作業指示 ::
以下のエントリを絞り込み、語「column」を含む行をすべて書き写すこと。

データ抜粋 ::
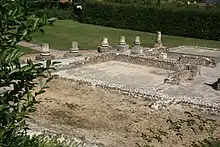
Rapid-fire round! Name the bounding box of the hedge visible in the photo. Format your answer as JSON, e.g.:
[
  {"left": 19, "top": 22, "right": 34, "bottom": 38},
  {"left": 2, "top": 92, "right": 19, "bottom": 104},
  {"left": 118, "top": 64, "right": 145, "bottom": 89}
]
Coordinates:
[{"left": 83, "top": 1, "right": 220, "bottom": 40}]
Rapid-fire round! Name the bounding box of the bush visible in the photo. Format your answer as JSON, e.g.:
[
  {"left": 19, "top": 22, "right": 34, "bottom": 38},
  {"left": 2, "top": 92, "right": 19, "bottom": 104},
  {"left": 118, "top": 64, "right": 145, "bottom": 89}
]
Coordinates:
[{"left": 83, "top": 1, "right": 220, "bottom": 40}]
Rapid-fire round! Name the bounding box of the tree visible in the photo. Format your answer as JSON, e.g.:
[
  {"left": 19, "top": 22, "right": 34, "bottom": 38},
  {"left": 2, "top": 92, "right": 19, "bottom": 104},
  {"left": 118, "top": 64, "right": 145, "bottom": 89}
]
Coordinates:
[{"left": 0, "top": 0, "right": 57, "bottom": 147}]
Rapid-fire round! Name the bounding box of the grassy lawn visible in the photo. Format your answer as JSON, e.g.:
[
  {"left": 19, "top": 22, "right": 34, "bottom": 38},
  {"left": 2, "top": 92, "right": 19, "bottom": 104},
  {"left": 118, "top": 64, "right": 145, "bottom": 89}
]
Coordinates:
[
  {"left": 18, "top": 46, "right": 38, "bottom": 54},
  {"left": 33, "top": 21, "right": 220, "bottom": 50}
]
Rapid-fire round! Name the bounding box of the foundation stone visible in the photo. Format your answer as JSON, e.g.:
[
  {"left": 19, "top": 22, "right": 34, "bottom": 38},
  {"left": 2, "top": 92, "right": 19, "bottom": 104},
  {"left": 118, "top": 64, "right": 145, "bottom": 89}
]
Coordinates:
[
  {"left": 97, "top": 37, "right": 111, "bottom": 53},
  {"left": 131, "top": 36, "right": 143, "bottom": 54},
  {"left": 35, "top": 43, "right": 55, "bottom": 61},
  {"left": 117, "top": 36, "right": 129, "bottom": 52},
  {"left": 63, "top": 41, "right": 82, "bottom": 58}
]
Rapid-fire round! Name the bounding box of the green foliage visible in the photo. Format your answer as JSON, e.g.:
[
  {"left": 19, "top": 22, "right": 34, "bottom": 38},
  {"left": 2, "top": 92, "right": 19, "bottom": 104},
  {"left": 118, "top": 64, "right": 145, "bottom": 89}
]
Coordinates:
[
  {"left": 137, "top": 112, "right": 220, "bottom": 147},
  {"left": 5, "top": 134, "right": 78, "bottom": 147},
  {"left": 83, "top": 1, "right": 220, "bottom": 40},
  {"left": 0, "top": 0, "right": 61, "bottom": 147},
  {"left": 104, "top": 0, "right": 157, "bottom": 5}
]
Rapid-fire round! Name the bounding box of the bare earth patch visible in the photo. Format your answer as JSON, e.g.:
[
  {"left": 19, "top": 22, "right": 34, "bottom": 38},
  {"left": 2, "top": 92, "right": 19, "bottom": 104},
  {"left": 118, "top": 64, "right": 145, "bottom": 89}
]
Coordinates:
[{"left": 32, "top": 79, "right": 220, "bottom": 147}]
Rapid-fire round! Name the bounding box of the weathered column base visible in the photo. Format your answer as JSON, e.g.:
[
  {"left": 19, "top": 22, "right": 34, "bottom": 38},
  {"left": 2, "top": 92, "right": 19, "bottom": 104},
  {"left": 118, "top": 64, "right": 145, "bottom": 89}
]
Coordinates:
[
  {"left": 131, "top": 45, "right": 144, "bottom": 54},
  {"left": 35, "top": 55, "right": 55, "bottom": 61},
  {"left": 216, "top": 78, "right": 220, "bottom": 91},
  {"left": 97, "top": 46, "right": 111, "bottom": 53},
  {"left": 63, "top": 52, "right": 82, "bottom": 58},
  {"left": 117, "top": 44, "right": 129, "bottom": 52}
]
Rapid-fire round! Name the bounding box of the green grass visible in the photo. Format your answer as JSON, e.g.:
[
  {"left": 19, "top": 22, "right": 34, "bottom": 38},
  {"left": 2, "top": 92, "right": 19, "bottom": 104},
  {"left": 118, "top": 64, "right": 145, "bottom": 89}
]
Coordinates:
[
  {"left": 33, "top": 20, "right": 220, "bottom": 50},
  {"left": 18, "top": 46, "right": 38, "bottom": 54}
]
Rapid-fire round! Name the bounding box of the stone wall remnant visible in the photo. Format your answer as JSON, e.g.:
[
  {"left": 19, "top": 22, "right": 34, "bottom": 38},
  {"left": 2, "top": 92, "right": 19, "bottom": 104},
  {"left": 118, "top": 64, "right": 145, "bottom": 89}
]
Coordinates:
[
  {"left": 159, "top": 52, "right": 167, "bottom": 59},
  {"left": 117, "top": 36, "right": 129, "bottom": 52},
  {"left": 35, "top": 43, "right": 55, "bottom": 61},
  {"left": 131, "top": 36, "right": 143, "bottom": 54},
  {"left": 63, "top": 41, "right": 82, "bottom": 58},
  {"left": 98, "top": 37, "right": 111, "bottom": 53},
  {"left": 59, "top": 52, "right": 201, "bottom": 84},
  {"left": 177, "top": 55, "right": 216, "bottom": 68}
]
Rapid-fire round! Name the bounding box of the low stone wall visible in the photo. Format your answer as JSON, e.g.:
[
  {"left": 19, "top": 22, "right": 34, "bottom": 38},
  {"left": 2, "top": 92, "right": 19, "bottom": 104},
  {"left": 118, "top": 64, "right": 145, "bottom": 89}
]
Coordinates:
[
  {"left": 114, "top": 54, "right": 179, "bottom": 71},
  {"left": 58, "top": 53, "right": 200, "bottom": 84},
  {"left": 177, "top": 55, "right": 216, "bottom": 68},
  {"left": 164, "top": 65, "right": 201, "bottom": 85}
]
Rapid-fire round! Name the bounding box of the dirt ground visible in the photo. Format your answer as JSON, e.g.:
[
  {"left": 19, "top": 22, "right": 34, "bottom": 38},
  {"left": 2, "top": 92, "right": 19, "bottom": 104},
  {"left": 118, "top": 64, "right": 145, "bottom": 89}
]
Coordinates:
[{"left": 32, "top": 79, "right": 220, "bottom": 147}]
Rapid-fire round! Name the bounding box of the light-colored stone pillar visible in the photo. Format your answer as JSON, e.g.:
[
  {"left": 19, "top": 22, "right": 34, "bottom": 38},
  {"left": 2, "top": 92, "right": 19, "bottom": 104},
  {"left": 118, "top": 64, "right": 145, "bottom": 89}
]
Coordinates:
[
  {"left": 159, "top": 52, "right": 167, "bottom": 59},
  {"left": 35, "top": 43, "right": 55, "bottom": 61},
  {"left": 154, "top": 31, "right": 163, "bottom": 47},
  {"left": 117, "top": 36, "right": 129, "bottom": 52},
  {"left": 70, "top": 41, "right": 79, "bottom": 53},
  {"left": 98, "top": 37, "right": 110, "bottom": 53},
  {"left": 131, "top": 36, "right": 143, "bottom": 54},
  {"left": 101, "top": 37, "right": 109, "bottom": 47},
  {"left": 63, "top": 41, "right": 82, "bottom": 58},
  {"left": 134, "top": 36, "right": 141, "bottom": 45},
  {"left": 40, "top": 43, "right": 50, "bottom": 56}
]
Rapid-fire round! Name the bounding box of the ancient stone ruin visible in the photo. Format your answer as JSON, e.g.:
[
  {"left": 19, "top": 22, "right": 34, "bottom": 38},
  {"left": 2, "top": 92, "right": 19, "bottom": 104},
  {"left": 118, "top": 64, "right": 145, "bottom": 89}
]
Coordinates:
[
  {"left": 131, "top": 36, "right": 144, "bottom": 54},
  {"left": 98, "top": 37, "right": 111, "bottom": 53},
  {"left": 117, "top": 36, "right": 129, "bottom": 52},
  {"left": 32, "top": 30, "right": 220, "bottom": 108},
  {"left": 64, "top": 41, "right": 82, "bottom": 58},
  {"left": 36, "top": 43, "right": 55, "bottom": 61}
]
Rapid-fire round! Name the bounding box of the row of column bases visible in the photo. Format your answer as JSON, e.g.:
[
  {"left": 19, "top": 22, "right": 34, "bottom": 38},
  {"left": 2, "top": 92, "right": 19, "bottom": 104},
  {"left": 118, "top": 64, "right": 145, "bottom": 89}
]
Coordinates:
[
  {"left": 36, "top": 31, "right": 162, "bottom": 60},
  {"left": 98, "top": 31, "right": 163, "bottom": 54}
]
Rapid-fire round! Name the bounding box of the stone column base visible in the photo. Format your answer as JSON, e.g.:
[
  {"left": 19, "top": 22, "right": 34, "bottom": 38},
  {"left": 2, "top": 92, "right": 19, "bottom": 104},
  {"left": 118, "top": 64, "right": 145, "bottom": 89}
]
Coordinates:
[
  {"left": 131, "top": 45, "right": 144, "bottom": 54},
  {"left": 117, "top": 44, "right": 129, "bottom": 52},
  {"left": 63, "top": 52, "right": 82, "bottom": 58},
  {"left": 97, "top": 46, "right": 110, "bottom": 53},
  {"left": 35, "top": 55, "right": 55, "bottom": 61}
]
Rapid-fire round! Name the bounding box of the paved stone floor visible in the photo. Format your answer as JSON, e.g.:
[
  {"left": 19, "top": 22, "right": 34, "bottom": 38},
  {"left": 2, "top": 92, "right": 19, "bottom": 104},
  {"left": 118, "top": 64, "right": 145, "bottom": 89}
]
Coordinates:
[
  {"left": 66, "top": 61, "right": 172, "bottom": 88},
  {"left": 57, "top": 61, "right": 220, "bottom": 108}
]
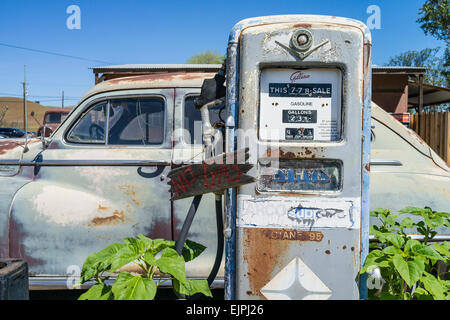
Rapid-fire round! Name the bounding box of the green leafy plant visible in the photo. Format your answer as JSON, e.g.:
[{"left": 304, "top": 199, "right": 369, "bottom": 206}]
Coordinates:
[
  {"left": 79, "top": 235, "right": 212, "bottom": 300},
  {"left": 361, "top": 207, "right": 450, "bottom": 300}
]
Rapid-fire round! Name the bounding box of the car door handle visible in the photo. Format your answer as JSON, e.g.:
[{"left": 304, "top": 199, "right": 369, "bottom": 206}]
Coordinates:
[{"left": 370, "top": 159, "right": 403, "bottom": 166}]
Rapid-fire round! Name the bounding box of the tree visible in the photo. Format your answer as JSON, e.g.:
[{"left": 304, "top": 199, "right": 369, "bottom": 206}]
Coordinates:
[
  {"left": 186, "top": 51, "right": 225, "bottom": 64},
  {"left": 417, "top": 0, "right": 450, "bottom": 43},
  {"left": 386, "top": 47, "right": 450, "bottom": 87},
  {"left": 417, "top": 0, "right": 450, "bottom": 86}
]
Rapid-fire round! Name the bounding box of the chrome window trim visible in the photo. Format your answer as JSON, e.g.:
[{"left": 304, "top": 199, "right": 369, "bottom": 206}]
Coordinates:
[{"left": 61, "top": 92, "right": 168, "bottom": 149}]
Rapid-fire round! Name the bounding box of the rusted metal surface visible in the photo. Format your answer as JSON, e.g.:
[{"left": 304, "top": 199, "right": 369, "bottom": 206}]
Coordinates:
[
  {"left": 168, "top": 149, "right": 255, "bottom": 200},
  {"left": 237, "top": 228, "right": 360, "bottom": 300},
  {"left": 80, "top": 72, "right": 214, "bottom": 102},
  {"left": 0, "top": 73, "right": 232, "bottom": 289},
  {"left": 227, "top": 15, "right": 371, "bottom": 299}
]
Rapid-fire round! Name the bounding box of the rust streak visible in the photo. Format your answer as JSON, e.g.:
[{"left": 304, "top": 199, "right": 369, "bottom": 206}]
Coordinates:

解答 ::
Rapid-fire round! Name the bounding box of the weathered column base visible in the photo. Format your answer as JSON, e.g.:
Rapid-fire round! Name the bounding box of the row of column bases visible in the photo. Format your answer as JSON, e.g.:
Rapid-fire round! Name the bounding box of the stone column base visible in the photo. Format your answer as JSON, e.g.:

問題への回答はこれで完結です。